------ Page ------

Table of Contents
Understanding Snapshots and Rollbacks
In the context of filesystems and storage, a snapshot is a point‑in‑time view of data that can be used to inspect, back up, or restore the state of a filesystem or volume. A rollback is the act of reverting live data back to a state captured in a snapshot.
This chapter focuses on how snapshots and rollbacks are implemented and used on Linux, particularly with common technologies:
- LVM (Logical Volume Manager)
- Btrfs
- ZFS
You’ll see conceptual differences, typical workflows, and how these tools behave in real systems.
Snapshot Design Concepts
Although implementations differ, most snapshot systems revolve around two core ideas:
Copy-on-Write (CoW) vs Full Copies
Two major strategies exist:
- Copy-on-Write (CoW) snapshots
- Initial snapshot creation is nearly instantaneous and tiny.
- The snapshot initially “shares” blocks with the source.
- When the source changes a block, the old data is copied to snapshot storage first, then the source is modified.

------ Given data ------

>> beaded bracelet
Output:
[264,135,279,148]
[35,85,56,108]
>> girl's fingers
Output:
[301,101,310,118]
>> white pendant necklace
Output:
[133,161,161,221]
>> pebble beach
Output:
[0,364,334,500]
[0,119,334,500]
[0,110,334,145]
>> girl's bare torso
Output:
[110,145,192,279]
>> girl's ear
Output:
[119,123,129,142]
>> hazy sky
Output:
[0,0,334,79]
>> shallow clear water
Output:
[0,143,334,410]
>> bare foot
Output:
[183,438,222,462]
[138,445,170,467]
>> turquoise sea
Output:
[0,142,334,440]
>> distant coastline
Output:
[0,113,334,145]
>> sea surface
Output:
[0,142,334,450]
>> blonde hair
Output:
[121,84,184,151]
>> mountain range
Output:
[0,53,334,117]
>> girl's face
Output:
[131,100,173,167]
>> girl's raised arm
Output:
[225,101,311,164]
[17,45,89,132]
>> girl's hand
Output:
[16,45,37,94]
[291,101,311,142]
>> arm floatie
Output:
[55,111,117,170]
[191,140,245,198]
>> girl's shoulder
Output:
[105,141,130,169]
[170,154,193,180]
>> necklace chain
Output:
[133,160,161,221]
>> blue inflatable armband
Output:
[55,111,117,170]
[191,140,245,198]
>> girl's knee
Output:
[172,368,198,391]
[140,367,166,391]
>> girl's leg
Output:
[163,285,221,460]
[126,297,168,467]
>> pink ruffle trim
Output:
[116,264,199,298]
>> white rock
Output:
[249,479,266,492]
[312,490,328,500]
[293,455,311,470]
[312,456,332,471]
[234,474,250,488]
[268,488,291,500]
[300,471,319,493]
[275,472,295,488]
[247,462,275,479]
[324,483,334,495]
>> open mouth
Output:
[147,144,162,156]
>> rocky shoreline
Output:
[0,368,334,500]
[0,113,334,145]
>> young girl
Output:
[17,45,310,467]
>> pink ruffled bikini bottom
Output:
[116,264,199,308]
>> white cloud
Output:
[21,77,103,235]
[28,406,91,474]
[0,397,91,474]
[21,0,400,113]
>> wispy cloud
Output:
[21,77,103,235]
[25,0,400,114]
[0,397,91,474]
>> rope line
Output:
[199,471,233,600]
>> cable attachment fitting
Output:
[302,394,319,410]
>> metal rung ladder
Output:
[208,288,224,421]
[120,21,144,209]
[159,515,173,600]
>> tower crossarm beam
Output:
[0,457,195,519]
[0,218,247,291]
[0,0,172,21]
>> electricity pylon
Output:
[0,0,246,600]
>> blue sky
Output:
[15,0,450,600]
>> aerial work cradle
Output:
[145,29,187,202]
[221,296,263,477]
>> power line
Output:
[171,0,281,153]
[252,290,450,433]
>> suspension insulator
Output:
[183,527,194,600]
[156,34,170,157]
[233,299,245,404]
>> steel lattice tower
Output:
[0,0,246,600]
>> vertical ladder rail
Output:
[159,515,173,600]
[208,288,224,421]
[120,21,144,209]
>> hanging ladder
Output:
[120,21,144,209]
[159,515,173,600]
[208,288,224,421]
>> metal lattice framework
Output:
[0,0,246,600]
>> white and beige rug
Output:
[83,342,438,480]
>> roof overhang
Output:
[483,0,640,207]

------
------ Given data ------

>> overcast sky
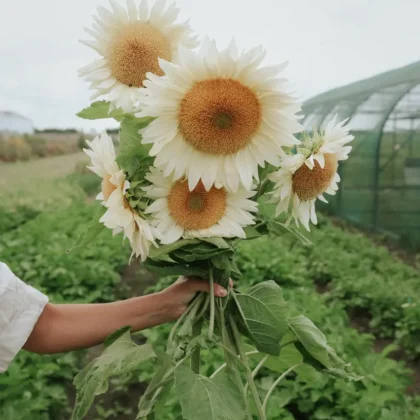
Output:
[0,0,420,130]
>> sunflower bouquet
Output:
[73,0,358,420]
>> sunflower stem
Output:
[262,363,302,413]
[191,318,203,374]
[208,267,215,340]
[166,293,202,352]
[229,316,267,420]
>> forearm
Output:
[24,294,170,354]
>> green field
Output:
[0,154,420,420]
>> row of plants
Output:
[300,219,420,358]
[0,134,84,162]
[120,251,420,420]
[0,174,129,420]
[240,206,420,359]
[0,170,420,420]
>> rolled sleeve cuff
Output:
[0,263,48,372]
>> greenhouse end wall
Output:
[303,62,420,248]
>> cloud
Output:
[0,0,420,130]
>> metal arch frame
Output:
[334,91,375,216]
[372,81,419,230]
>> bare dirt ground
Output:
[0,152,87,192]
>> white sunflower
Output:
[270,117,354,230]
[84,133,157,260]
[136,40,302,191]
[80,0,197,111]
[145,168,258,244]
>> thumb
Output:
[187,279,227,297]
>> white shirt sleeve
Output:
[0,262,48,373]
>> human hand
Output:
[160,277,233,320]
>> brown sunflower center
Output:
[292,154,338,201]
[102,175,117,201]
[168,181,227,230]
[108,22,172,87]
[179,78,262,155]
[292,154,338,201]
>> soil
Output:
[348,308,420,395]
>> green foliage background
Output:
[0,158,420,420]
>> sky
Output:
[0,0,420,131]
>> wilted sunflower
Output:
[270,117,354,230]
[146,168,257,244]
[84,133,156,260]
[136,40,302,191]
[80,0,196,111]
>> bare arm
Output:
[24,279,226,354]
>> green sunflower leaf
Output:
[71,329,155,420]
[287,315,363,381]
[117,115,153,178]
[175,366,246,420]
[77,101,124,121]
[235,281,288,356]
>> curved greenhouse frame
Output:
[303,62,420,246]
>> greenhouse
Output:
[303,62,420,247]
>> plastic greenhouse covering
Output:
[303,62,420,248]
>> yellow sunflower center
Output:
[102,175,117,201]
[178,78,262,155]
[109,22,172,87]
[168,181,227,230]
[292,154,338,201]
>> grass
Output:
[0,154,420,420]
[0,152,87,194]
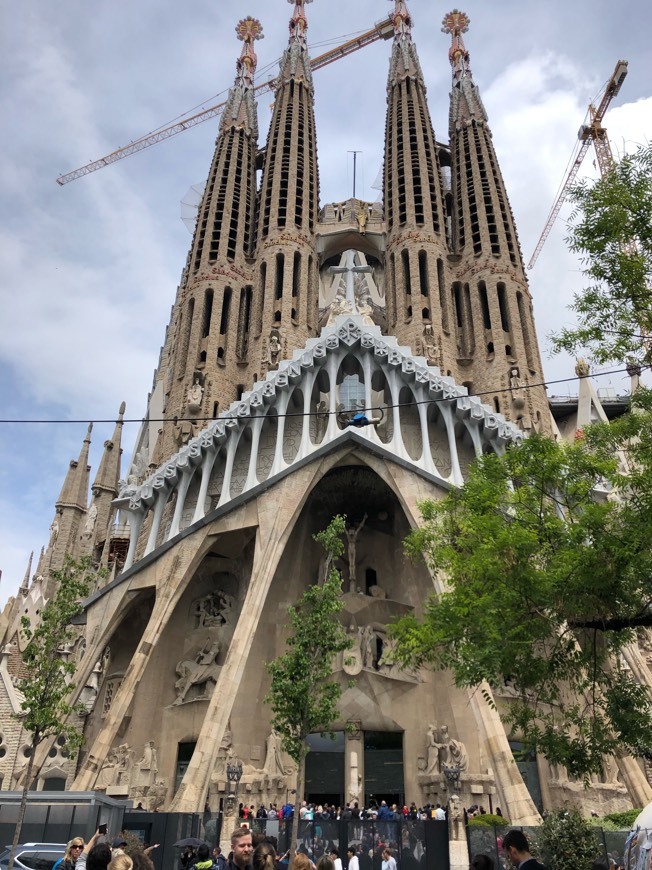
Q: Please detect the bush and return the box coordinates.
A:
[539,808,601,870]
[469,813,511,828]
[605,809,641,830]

------
------ Given data ------

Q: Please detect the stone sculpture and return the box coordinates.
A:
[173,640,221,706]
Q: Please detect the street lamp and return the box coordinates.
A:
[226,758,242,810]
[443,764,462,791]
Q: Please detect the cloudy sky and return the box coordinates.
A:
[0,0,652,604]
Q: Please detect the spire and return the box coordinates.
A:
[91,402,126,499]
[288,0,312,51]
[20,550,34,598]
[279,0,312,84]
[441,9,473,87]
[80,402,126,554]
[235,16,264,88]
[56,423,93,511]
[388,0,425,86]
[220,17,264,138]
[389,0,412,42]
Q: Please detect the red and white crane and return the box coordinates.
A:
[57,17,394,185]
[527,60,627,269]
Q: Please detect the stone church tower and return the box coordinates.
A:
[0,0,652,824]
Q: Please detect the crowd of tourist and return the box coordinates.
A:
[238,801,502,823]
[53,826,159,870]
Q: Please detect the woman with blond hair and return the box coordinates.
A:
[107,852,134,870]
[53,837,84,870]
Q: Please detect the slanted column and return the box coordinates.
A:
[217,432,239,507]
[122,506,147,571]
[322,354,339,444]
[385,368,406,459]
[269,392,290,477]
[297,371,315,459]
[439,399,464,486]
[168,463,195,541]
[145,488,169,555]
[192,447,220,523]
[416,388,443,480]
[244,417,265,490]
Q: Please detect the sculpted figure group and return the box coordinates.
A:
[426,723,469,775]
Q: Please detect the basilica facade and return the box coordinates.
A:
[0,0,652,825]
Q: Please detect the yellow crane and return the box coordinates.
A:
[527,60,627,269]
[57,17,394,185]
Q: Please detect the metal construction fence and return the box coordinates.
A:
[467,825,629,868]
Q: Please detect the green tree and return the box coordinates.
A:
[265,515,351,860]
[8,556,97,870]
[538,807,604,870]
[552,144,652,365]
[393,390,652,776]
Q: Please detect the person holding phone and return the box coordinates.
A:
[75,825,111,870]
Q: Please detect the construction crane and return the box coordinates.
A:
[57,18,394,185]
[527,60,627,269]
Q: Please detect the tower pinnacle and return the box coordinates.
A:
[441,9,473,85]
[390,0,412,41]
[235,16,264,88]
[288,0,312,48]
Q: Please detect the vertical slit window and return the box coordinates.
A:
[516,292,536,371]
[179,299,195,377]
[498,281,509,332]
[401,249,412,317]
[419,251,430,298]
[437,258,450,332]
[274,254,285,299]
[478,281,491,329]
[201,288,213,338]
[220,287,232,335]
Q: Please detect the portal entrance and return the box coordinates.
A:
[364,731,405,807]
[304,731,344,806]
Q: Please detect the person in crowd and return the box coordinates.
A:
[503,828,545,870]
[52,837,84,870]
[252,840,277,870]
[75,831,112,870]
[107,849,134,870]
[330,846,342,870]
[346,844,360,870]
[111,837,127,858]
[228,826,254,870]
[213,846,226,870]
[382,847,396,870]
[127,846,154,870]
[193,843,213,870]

------

:: Goal ::
Pick up the page on Linux snapshots and rollbacks right after its last line and write the next part.

:: Result for this task ::
- Efficient for many snapshots and frequent changes.
This is how Btrfs, ZFS, and modern LVM thin snapshots work.
- Full copy (clone) snapshots
- Snapshot is a complete copy of data at snapshot time.
- Takes time and space proportional to data size.
- Simple to reason about, but less efficient for frequent snapshots.
- Often used when migrating or backing up data offline.
Sometimes tools call full copies “clones” or “replicas” to distinguish them from CoW snapshots.
Crash-Consistent vs Application-Consistent
Snapshots capture blocks, not necessarily a fully flushed application state.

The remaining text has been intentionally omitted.